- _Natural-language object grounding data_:
=======
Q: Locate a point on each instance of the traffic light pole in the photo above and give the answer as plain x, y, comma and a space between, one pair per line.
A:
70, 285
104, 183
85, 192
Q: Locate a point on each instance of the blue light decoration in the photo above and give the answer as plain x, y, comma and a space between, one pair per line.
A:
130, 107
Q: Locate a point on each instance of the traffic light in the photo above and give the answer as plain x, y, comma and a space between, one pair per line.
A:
=======
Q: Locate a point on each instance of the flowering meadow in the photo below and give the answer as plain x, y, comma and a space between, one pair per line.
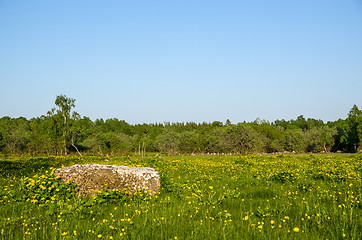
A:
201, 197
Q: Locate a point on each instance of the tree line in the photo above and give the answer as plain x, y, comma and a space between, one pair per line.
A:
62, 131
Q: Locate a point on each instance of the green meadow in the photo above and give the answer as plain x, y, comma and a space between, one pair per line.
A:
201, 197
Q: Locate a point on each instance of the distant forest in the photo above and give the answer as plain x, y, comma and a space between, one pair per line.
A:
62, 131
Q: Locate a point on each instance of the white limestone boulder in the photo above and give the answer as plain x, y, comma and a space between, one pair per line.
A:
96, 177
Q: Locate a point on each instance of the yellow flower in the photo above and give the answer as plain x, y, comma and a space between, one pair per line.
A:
=======
- _The task_: Gather from the entries above all lines that include the string "meadow".

- _Response below_:
Q: Locate a point on each instance of the flowering meadow in the photo below and give the answer as plain x, y, comma and a space between, one pair per line.
Q: Locate a point on each instance of the green meadow in the photo above and give the answer as plain x, y, comma and a space between, one pair per line.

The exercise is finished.